### [TRY IT]
Every line that appears in the listing is to be set down verbatim.

### [STORED DATA]
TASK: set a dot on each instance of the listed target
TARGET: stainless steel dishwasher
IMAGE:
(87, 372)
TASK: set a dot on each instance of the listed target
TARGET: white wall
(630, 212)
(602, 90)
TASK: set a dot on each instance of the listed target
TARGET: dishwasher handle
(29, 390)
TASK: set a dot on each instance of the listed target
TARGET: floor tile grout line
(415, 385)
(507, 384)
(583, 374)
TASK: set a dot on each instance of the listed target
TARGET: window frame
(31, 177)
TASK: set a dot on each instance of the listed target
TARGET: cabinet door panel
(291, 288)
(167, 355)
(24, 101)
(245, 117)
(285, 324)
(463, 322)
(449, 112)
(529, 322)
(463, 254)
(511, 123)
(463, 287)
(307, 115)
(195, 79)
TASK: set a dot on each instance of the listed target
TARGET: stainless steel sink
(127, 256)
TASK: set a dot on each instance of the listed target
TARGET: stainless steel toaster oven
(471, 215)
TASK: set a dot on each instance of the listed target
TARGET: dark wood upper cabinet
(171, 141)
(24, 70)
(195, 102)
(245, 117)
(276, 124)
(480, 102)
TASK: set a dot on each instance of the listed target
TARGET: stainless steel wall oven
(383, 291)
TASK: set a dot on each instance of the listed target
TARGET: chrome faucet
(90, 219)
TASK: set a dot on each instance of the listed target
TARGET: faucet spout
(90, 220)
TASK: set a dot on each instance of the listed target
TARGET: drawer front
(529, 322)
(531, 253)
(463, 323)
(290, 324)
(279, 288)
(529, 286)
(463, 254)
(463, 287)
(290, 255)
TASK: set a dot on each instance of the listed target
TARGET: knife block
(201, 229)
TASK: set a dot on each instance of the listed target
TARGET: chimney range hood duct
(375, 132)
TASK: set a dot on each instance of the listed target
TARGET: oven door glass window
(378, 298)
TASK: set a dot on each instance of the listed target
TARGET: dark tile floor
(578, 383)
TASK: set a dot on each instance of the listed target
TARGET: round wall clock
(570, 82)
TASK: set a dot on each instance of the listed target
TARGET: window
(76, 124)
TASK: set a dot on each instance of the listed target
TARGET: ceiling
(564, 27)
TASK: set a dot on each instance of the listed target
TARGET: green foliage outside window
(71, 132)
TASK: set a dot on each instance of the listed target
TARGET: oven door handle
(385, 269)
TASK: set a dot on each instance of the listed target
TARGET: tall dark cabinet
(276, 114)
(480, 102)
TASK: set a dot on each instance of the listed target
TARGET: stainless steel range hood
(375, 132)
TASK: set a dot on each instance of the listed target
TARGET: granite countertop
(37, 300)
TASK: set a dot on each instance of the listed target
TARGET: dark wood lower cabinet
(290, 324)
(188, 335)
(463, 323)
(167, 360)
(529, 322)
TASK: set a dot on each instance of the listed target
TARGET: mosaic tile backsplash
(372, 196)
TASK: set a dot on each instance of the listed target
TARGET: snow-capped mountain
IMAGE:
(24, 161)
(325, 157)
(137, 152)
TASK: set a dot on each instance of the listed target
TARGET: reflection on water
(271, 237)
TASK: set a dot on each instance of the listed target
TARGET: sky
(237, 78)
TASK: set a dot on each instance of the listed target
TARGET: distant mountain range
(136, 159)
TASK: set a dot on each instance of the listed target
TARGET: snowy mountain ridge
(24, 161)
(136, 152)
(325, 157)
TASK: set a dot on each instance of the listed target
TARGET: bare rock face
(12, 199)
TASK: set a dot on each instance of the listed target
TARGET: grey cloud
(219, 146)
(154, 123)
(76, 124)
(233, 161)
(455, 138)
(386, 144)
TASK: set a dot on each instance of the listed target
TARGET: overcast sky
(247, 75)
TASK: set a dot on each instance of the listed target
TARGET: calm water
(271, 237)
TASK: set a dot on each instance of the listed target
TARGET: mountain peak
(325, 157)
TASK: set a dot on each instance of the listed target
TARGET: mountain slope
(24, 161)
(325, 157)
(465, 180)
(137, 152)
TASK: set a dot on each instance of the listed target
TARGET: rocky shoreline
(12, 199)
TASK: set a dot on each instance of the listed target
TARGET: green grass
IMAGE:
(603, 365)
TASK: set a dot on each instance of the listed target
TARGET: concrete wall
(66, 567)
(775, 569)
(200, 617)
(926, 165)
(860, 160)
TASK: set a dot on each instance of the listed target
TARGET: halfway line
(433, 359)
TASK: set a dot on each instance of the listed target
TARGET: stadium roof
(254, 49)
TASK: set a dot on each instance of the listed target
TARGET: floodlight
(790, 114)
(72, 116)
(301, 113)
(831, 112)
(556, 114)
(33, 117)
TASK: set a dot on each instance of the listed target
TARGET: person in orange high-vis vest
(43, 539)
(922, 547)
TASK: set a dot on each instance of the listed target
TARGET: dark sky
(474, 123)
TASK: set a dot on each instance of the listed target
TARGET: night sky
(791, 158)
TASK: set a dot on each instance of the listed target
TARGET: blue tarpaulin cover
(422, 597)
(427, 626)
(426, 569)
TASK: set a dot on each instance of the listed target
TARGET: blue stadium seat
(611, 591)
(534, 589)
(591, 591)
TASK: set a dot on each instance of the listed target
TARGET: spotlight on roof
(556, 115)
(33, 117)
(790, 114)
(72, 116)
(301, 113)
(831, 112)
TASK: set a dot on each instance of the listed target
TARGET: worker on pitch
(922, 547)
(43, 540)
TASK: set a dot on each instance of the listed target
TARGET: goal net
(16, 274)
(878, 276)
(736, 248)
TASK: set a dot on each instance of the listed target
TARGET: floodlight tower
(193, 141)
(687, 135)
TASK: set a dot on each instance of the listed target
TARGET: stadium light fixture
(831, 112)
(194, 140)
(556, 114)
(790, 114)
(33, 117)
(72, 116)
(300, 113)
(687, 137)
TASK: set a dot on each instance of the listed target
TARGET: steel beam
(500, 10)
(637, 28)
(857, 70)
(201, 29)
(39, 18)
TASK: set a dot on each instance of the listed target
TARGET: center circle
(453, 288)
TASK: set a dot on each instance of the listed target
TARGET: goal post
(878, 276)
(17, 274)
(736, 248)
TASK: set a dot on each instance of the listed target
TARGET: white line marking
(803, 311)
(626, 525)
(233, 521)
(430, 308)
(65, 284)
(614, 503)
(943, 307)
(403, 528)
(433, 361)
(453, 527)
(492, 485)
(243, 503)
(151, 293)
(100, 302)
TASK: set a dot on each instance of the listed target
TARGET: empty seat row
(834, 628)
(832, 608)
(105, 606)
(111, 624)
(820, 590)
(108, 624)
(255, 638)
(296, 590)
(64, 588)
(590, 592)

### [ANSWER]
TASK: set a dot on each instance of the listed target
TARGET: stainless steel dishwasher
IMAGE:
(87, 372)
TASK: set a dot on each instance of the listed target
TARGET: white wall
(630, 212)
(602, 90)
TASK: set a dot on each instance of the listed target
TARGET: dishwasher handle
(29, 390)
TASK: set a dot on each instance of the listed target
TARGET: floor tile grout line
(415, 385)
(507, 384)
(583, 374)
TASK: set a dot on each instance of the listed target
TARGET: window frame
(31, 177)
TASK: set a dot on each instance of the listed target
TARGET: cabinet door panel
(291, 288)
(167, 355)
(24, 101)
(245, 117)
(285, 324)
(463, 322)
(449, 112)
(529, 322)
(463, 254)
(511, 123)
(463, 287)
(307, 115)
(195, 79)
TASK: set a dot on each instance of the listed target
TARGET: stainless steel sink
(127, 256)
TASK: set a dot on each instance of the listed target
TARGET: stainless steel toaster oven
(471, 215)
TASK: set a dot on each instance of the listed target
TARGET: dark wood upper cabinet
(171, 141)
(24, 70)
(195, 102)
(245, 117)
(276, 124)
(480, 102)
TASK: set a dot on each instance of the listed target
TARGET: stainless steel wall oven
(383, 291)
TASK: set a dot on each instance of the listed target
TARGET: chrome faucet
(90, 219)
TASK: set a dot on each instance of the listed target
TARGET: faucet spout
(90, 220)
TASK: set a dot on each instance of the listed target
TARGET: drawer front
(529, 322)
(531, 253)
(463, 323)
(290, 324)
(279, 288)
(529, 286)
(463, 254)
(463, 287)
(290, 255)
TASK: set a dot on each instance of the listed target
TARGET: knife block
(201, 229)
TASK: set a dot on each instance of the listed target
TARGET: chimney range hood duct
(375, 132)
TASK: set a dot on each instance of the listed target
TARGET: oven door glass window
(378, 298)
TASK: set a dot on each instance of the listed target
TARGET: dark tile floor
(578, 383)
TASK: set a dot on each instance of the listed target
TARGET: round wall clock
(570, 82)
TASK: set a dot on each instance of the listed target
TARGET: window
(76, 124)
TASK: set a dot on each instance of the listed target
TARGET: ceiling
(564, 27)
TASK: set a dot on each instance of the listed target
TARGET: green foliage outside window
(71, 132)
TASK: set a dot on each instance of the listed target
TARGET: oven door handle
(385, 269)
TASK: set a dot on each instance of the listed target
TARGET: tall dark cabinet
(276, 114)
(480, 102)
TASK: set a dot on each instance of the listed target
TARGET: stainless steel range hood
(375, 132)
TASK: set a dot on each instance of the listed target
TARGET: granite countertop
(37, 300)
TASK: set a dot on each instance of the listed target
TARGET: dark wood lower cabinet
(290, 324)
(188, 335)
(463, 323)
(167, 360)
(529, 322)
TASK: set a dot on each instance of the listed target
TARGET: mosaic tile backsplash
(372, 196)
TASK: set a dot on each instance of the listed target
TARGET: snow-capped mountain
IMAGE:
(24, 161)
(325, 157)
(137, 152)
TASK: set a dot on each instance of the listed target
TARGET: reflection on water
(271, 237)
TASK: set a dot on each instance of the listed target
TARGET: sky
(237, 78)
TASK: set a dot on each instance of the listed target
TARGET: distant mountain range
(136, 159)
TASK: set a dot on each instance of the listed target
TARGET: snowy mountain ridge
(24, 161)
(136, 152)
(325, 157)
TASK: set a dot on each instance of the listed target
TARGET: bare rock face
(12, 199)
TASK: set a dot on each instance of the listed target
TARGET: grey cloud
(219, 146)
(154, 123)
(76, 124)
(233, 161)
(455, 138)
(386, 144)
TASK: set a dot on each instance of the listed target
TARGET: overcast sky
(247, 75)
TASK: set a dot on each instance of the listed target
TARGET: calm water
(271, 237)
TASK: set a dot on each instance of the listed target
TARGET: mountain peak
(325, 157)
TASK: set a dot on each instance of the listed target
TARGET: mountain slope
(24, 161)
(325, 157)
(465, 180)
(137, 152)
TASK: set a dot on each instance of the listed target
TARGET: rocky shoreline
(12, 199)
TASK: set a dot on each instance of the listed target
TARGET: green grass
IMAGE:
(603, 365)
TASK: set a dot on each instance of the listed target
TARGET: concrete wall
(66, 567)
(775, 569)
(200, 617)
(926, 165)
(860, 160)
TASK: set a dot on each instance of the listed target
TARGET: halfway line
(433, 359)
TASK: set a dot on each instance of the listed target
TARGET: stadium roof
(254, 49)
TASK: set a dot on each instance of the listed target
TARGET: floodlight
(790, 114)
(72, 116)
(301, 113)
(831, 112)
(556, 114)
(33, 117)
TASK: set a dot on each instance of the listed target
TARGET: person in orange high-vis vest
(43, 539)
(922, 547)
TASK: set a dot on each instance of the listed target
TARGET: dark sky
(474, 123)
TASK: set a dot on each instance of the listed target
TARGET: night sky
(791, 158)
TASK: set a dot on each instance of the listed target
TARGET: blue tarpaulin cover
(422, 597)
(427, 626)
(426, 569)
TASK: set a dot on each instance of the listed target
TARGET: blue stadium seat
(611, 591)
(534, 589)
(591, 591)
TASK: set a dot on each instance of the listed target
TARGET: spotlight on roof
(556, 115)
(33, 117)
(790, 114)
(72, 116)
(301, 113)
(831, 112)
TASK: set a dot on each instance of the listed target
TARGET: worker on pitch
(922, 547)
(43, 540)
TASK: set a dot on each instance of the listed target
TARGET: goal net
(16, 274)
(878, 276)
(736, 248)
TASK: set a dot on each instance of the listed target
TARGET: floodlight tower
(193, 141)
(687, 135)
TASK: set a dot on each instance of the listed target
TARGET: stadium light fixture
(831, 112)
(194, 140)
(556, 114)
(790, 114)
(33, 117)
(72, 116)
(300, 113)
(687, 137)
TASK: set a dot on each instance of the listed target
TARGET: steel beam
(500, 10)
(637, 28)
(857, 70)
(201, 29)
(39, 18)
TASK: set a dot on each instance of the listed target
TARGET: center circle
(453, 288)
TASK: set a dot on each instance of the listed target
TARGET: goal post
(878, 276)
(17, 274)
(736, 248)
TASK: set a dot on each instance of the listed target
TARGET: white line marking
(803, 311)
(626, 525)
(233, 521)
(430, 308)
(65, 284)
(614, 503)
(943, 307)
(403, 528)
(433, 361)
(453, 527)
(492, 485)
(243, 503)
(151, 293)
(100, 302)
TASK: set a dot on each instance of the listed target
TARGET: empty seat row
(834, 628)
(832, 608)
(105, 606)
(111, 624)
(820, 590)
(108, 624)
(255, 638)
(296, 590)
(64, 588)
(590, 592)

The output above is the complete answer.